— Start —

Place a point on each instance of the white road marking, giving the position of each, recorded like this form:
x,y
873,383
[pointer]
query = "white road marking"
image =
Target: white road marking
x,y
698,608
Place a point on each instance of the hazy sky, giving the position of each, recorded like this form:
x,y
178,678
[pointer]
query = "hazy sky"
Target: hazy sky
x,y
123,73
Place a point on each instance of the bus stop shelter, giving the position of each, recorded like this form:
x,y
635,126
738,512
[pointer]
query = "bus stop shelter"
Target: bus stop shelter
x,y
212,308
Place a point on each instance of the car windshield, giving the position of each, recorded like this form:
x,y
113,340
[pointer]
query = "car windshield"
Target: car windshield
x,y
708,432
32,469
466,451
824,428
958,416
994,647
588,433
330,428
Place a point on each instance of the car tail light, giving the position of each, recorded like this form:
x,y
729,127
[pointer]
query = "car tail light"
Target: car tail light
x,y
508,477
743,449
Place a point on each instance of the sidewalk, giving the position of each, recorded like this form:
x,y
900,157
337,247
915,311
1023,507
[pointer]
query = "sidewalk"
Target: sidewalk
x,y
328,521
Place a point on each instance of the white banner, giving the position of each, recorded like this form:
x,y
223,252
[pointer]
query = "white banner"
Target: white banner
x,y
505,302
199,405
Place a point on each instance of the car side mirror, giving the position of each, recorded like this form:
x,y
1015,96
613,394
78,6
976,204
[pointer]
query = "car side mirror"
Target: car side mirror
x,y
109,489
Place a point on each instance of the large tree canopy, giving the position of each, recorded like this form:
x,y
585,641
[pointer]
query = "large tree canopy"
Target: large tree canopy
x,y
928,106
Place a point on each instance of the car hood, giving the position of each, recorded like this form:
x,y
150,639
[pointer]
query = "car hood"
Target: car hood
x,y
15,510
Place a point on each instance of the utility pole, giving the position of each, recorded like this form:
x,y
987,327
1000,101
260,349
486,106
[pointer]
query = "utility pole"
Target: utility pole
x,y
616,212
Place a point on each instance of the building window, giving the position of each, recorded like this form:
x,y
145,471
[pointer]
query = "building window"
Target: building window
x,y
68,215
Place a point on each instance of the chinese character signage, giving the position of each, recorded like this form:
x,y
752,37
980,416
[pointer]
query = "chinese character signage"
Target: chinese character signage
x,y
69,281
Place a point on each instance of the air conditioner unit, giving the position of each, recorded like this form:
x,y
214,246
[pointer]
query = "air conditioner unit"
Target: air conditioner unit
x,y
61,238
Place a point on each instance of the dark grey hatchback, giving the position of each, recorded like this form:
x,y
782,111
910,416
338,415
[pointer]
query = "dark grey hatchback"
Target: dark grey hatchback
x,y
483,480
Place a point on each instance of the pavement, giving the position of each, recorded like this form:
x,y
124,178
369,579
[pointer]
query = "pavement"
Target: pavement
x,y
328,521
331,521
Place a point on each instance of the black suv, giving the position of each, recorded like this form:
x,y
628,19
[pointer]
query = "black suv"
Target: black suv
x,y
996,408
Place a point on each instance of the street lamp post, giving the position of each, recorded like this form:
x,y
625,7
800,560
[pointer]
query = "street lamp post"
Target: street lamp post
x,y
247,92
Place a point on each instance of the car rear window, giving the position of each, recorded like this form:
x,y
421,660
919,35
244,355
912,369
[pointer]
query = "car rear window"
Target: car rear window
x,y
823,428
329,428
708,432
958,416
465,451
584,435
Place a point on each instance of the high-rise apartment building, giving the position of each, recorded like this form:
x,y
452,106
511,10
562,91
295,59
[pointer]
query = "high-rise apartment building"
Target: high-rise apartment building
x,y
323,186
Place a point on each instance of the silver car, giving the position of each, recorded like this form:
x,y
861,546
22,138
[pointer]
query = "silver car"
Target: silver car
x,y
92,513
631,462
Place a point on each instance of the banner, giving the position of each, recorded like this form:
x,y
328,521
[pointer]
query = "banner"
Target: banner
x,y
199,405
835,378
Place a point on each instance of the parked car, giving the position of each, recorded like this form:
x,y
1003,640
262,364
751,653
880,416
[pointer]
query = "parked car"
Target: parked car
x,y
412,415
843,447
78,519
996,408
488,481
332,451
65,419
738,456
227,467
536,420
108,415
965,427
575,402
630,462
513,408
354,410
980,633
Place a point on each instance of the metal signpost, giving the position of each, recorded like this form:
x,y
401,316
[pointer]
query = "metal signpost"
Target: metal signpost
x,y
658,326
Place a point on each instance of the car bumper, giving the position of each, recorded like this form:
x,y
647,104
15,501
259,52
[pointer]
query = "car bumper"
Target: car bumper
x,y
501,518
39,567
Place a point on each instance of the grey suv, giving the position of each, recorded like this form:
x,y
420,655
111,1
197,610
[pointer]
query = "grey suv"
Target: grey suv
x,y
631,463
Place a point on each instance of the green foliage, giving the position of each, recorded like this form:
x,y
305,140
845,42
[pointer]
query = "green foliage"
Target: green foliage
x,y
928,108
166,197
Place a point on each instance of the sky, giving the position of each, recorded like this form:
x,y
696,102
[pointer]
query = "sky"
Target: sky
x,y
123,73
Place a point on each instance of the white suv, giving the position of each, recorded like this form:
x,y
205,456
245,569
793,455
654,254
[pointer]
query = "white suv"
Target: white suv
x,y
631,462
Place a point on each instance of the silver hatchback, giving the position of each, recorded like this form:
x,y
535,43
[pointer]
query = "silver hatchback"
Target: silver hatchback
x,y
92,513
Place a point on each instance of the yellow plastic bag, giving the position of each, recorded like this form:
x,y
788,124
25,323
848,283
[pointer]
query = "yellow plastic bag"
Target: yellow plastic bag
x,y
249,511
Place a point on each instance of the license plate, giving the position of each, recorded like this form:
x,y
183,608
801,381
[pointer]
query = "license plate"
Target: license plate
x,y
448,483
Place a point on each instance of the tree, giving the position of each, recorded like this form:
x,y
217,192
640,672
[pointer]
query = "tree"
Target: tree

— End —

- **SET EXERCISE**
Can you copy out, character for character, every line from the one containing "Place a point on each instance of the tree, giving" through the final line, both included?

- **THE SOLUTION**
Place a point on each instance of the tree, giving the position of each, recorded like this form:
x,y
217,192
640,672
[pointer]
query = "tree"
Target: tree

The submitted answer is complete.